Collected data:
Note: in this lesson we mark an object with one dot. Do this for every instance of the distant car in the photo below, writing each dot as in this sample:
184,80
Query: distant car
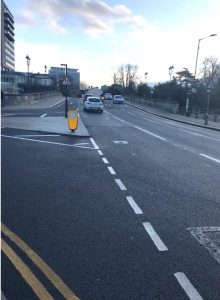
108,96
118,99
94,104
86,96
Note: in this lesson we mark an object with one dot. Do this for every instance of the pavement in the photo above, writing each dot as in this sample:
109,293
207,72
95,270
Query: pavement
59,125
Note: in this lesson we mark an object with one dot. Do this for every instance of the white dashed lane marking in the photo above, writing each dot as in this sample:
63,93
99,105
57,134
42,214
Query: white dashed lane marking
120,184
105,160
187,286
155,237
210,157
111,170
134,205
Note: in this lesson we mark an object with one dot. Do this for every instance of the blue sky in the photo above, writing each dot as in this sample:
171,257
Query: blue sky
97,37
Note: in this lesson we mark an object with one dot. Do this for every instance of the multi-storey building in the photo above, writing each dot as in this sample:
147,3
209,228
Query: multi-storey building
7,39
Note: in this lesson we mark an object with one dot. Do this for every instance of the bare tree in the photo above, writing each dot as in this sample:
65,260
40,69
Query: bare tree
210,70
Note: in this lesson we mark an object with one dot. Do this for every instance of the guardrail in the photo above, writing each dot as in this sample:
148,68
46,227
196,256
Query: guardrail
201,113
15,99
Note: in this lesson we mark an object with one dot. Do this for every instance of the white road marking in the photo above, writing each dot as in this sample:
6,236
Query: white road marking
36,135
45,142
120,142
187,286
195,133
134,205
105,160
120,184
210,157
146,131
94,144
155,237
111,170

*Prompt*. Output every line of the listing above as a numbered list, omitting any blank lines. Leave the pictures out of the result.

*Output*.
1. Note: in this lesson we mark an object with one dot. Do this for every instance of the distant car in the photo below, writing each dot as in this sample:
2. 184,80
3. Query: distant car
4. 108,96
5. 118,99
6. 94,104
7. 86,96
8. Note: in this lesson we mark an object with one dot. Do this for every instance of the pavement in the photo above, writing each dot as in this sample:
9. 109,293
10. 207,72
11. 95,270
12. Query: pavement
13. 59,125
14. Note: in this lesson we mark an object with one dot. Do this for every instance of the white dashed lane marking in the photo above, writing each dot as in this sample:
15. 63,93
16. 99,105
17. 57,134
18. 42,214
19. Query: white dashed lane marking
20. 120,184
21. 105,160
22. 187,286
23. 155,237
24. 210,157
25. 111,170
26. 134,205
27. Note: in this lesson we mark an object with one dot. Do this for every instance of the blue sky in the photo above, writing each dot as in this sample:
28. 171,257
29. Query: blue sky
30. 97,37
31. Note: in this lesson we mark an object with one dot. Do this for every instance of the multi-storey building in the photo above, writing each dot as in this sample:
32. 147,3
33. 209,228
34. Query: multi-storey building
35. 7,39
36. Note: in this lesson we mark an object with one dot. Do this for every instance of the bare tree in the photo above, writing each dot as in this sample:
37. 65,260
38. 40,69
39. Query: bare tree
40. 210,70
41. Note: in this lesson we mark an object with one dot. Do this for every instance of the guardrail in the photo above, writing each dot as in this sample:
42. 148,68
43. 46,227
44. 196,256
45. Query: guardrail
46. 201,113
47. 15,99
48. Note: in this lesson we mark an object with one dot. Do this for every instance of the white road marking in the photo above, writing each dot as in this sample:
49. 6,236
50. Query: white road marking
51. 36,135
52. 45,142
53. 120,142
54. 187,286
55. 195,133
56. 134,205
57. 105,160
58. 120,184
59. 210,157
60. 146,131
61. 94,144
62. 155,237
63. 111,170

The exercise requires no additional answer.